(Requirements) Render every row below as a numbered list, leaving out any blank lines.

(Entries shown)

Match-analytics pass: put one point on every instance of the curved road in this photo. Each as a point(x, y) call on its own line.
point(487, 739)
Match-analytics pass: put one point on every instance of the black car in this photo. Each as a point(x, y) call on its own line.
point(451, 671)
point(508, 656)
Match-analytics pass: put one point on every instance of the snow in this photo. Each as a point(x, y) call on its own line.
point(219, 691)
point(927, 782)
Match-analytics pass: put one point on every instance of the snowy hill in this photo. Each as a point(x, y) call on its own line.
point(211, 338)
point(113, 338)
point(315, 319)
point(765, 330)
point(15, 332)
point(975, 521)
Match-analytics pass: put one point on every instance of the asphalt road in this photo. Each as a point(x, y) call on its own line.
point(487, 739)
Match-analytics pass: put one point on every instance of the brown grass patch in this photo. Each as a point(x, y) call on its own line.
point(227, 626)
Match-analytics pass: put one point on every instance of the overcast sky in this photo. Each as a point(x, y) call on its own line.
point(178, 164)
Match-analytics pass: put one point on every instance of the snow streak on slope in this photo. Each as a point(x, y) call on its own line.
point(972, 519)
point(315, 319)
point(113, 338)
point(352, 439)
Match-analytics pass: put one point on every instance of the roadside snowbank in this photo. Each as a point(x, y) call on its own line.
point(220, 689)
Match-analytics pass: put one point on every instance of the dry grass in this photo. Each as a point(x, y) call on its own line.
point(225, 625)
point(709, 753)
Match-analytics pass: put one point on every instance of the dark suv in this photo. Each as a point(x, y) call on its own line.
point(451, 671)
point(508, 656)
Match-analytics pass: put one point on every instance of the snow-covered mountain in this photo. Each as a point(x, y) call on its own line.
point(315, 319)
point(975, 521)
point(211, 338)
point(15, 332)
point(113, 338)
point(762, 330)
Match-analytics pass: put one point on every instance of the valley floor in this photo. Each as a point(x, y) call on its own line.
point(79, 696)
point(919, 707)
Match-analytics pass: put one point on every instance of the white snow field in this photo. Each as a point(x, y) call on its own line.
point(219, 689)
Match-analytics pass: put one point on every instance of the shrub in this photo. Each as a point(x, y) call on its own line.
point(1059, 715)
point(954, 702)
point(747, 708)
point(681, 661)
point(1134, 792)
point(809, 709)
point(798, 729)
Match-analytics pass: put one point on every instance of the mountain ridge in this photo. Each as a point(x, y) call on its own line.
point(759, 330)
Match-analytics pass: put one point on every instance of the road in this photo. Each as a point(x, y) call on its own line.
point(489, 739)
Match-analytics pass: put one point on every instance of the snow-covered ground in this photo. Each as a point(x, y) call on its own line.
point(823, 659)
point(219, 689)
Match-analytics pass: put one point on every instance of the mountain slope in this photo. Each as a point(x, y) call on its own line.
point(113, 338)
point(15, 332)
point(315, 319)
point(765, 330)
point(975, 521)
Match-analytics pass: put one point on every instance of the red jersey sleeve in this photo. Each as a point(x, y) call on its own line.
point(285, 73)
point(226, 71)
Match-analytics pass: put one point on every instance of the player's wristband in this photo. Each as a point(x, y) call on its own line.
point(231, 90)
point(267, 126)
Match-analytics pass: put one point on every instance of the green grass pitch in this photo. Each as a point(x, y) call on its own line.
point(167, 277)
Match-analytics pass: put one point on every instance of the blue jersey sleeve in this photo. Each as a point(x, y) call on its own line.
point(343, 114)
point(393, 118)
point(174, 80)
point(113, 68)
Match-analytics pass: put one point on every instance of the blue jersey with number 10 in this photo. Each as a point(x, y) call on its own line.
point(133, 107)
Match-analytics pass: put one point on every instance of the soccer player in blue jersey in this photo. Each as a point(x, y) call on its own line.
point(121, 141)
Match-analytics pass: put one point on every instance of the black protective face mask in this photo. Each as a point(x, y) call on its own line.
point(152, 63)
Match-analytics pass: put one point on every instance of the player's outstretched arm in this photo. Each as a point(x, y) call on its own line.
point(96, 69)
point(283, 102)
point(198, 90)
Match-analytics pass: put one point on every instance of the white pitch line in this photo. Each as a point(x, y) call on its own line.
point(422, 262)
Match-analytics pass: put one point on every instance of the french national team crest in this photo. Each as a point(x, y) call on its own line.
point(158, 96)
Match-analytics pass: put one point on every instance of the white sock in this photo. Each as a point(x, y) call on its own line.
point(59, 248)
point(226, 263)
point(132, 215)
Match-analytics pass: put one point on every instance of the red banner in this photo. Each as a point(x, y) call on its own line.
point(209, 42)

(The solution)
1. Match-analytics pass: put one point on every instance of the curved road in this photo. Each as a point(x, y) call on its own line.
2. point(487, 739)
3. Match-analytics pass: put one point on every instance of the black car in this photo. Each as a point(x, y) call on its own line.
4. point(451, 671)
5. point(508, 656)
6. Match-analytics pass: put one point on every instance of the snow in this photo. Each as a point(x, y) call on its own line.
7. point(219, 691)
8. point(927, 782)
9. Match-analytics pass: put one point on every instance of the snowy hill in this photo. Each as a point(x, y) call on its own line.
10. point(211, 338)
11. point(113, 338)
12. point(315, 319)
13. point(765, 330)
14. point(15, 332)
15. point(975, 521)
16. Match-analytics pass: put one point on every instance of the asphalt road in this photo. Each as a point(x, y) call on its own line.
17. point(487, 739)
18. Match-analytics pass: put one point on every instance of the brown grass patch in this photo. Each as a point(x, y) call on its own line.
19. point(227, 626)
20. Match-analytics pass: put one point on every instance of the overcast sky in this photo. Each as a point(x, y) call on its own line.
21. point(178, 164)
22. Match-analytics pass: put one point on every instance of the snow streak on slope in this photo. Each as a point(x, y) call on its own line.
23. point(972, 519)
24. point(315, 319)
25. point(113, 338)
26. point(352, 439)
27. Match-analytics pass: put one point on every instance of the roadside snowbank in this photo. Each as a point(x, y) call on its own line.
28. point(220, 689)
29. Match-analytics pass: put one point on every instance of the dry grass in this photo. Each as a point(x, y) call on its own line.
30. point(225, 625)
31. point(709, 753)
32. Match-analytics pass: put one point on every instance of the dark suv in this photo. Each as a point(x, y) call on its own line.
33. point(451, 671)
34. point(508, 656)
35. Match-analytics pass: put one point on every instance of the snow-covered mountain in this photo. Each as a point(x, y) call on its own line.
36. point(315, 319)
37. point(975, 521)
38. point(211, 338)
39. point(15, 332)
40. point(113, 338)
41. point(762, 330)
42. Match-analytics pass: put one point on every instance of the valley floor in this photo. Each as a point(x, y) call on its own line.
43. point(79, 696)
44. point(919, 707)
45. Match-analytics pass: put one point on every instance of the white snow field in this photo. Each as a point(x, y) call on its own line.
46. point(219, 689)
47. Match-analytics pass: put one point on every instance of the shrub in this photo. Each as a point(x, y) call on its own line.
48. point(1059, 715)
49. point(954, 702)
50. point(747, 708)
51. point(681, 661)
52. point(1134, 792)
53. point(809, 709)
54. point(798, 729)
55. Match-analytics pass: put one point on every instance of the mountain ridge in this photo. Each as a point(x, y) call on its own line.
56. point(759, 330)
57. Match-analytics pass: put one point on every instance of the road in this photo. Each as a point(x, y) call on its own line.
58. point(489, 739)
59. Match-analytics pass: put one point on every instance of the snow-covered ground in this photo. Each as a point(x, y) call on its own line.
60. point(823, 659)
61. point(219, 689)
62. Match-analytics pass: put one point on every instance of the mountain slope in this photo. Each as a point(x, y) call on its own line.
63. point(113, 338)
64. point(15, 332)
65. point(315, 319)
66. point(765, 330)
67. point(975, 521)
68. Match-analytics pass: put one point on every instance of the red jersey sleeve in this photo. Each as a point(x, y) call on its own line.
69. point(285, 73)
70. point(226, 71)
71. Match-analytics pass: put one point on every instance of the player's wristband in this photo. Each as a point(x, y) call on its own line.
72. point(231, 90)
73. point(267, 126)
74. Match-analytics pass: put one point on every instance of the green grass pitch in this photo. Each as a point(x, y) call on its own line.
75. point(167, 277)
76. Match-analytics pass: put one point on every instance of the blue jersey sleeve in this photo. Each as a point(x, y) call on its own line.
77. point(343, 114)
78. point(393, 118)
79. point(174, 80)
80. point(113, 68)
81. Match-analytics pass: put one point on every instance of the blue jersey with number 10 in this photo. Each as a point(x, y) call on its own line.
82. point(133, 107)
83. Match-analytics pass: put one point on every instance of the soccer player in blue jersey in this photo. Each as a point(x, y) call on its own line.
84. point(121, 141)
85. Match-analytics pass: put one point on every instance of the black protective face mask in this photo. Each as a point(x, y) call on its own line.
86. point(152, 63)
87. Match-analytics pass: put one point on every instance of the player's outstretched arm in this photo. Each as a point(x, y) call on its own line.
88. point(96, 69)
89. point(283, 102)
90. point(198, 90)
91. Match-analytics pass: put one point on every instance of the white pitch line in this photo. Each as a point(x, y) call on its own line.
92. point(422, 262)
93. Match-analytics pass: put one point on every instance of the french national team crest in this photo. Each as a point(x, y) call on its own line.
94. point(158, 96)
95. Match-analytics pass: put one point on every instance of the white sock in this photo. Each as a point(x, y) call on its own line.
96. point(59, 248)
97. point(226, 263)
98. point(132, 215)
99. Match-analytics pass: put one point on every instance of the red banner in this photo. Each as a point(x, y) call on its own line.
100. point(209, 42)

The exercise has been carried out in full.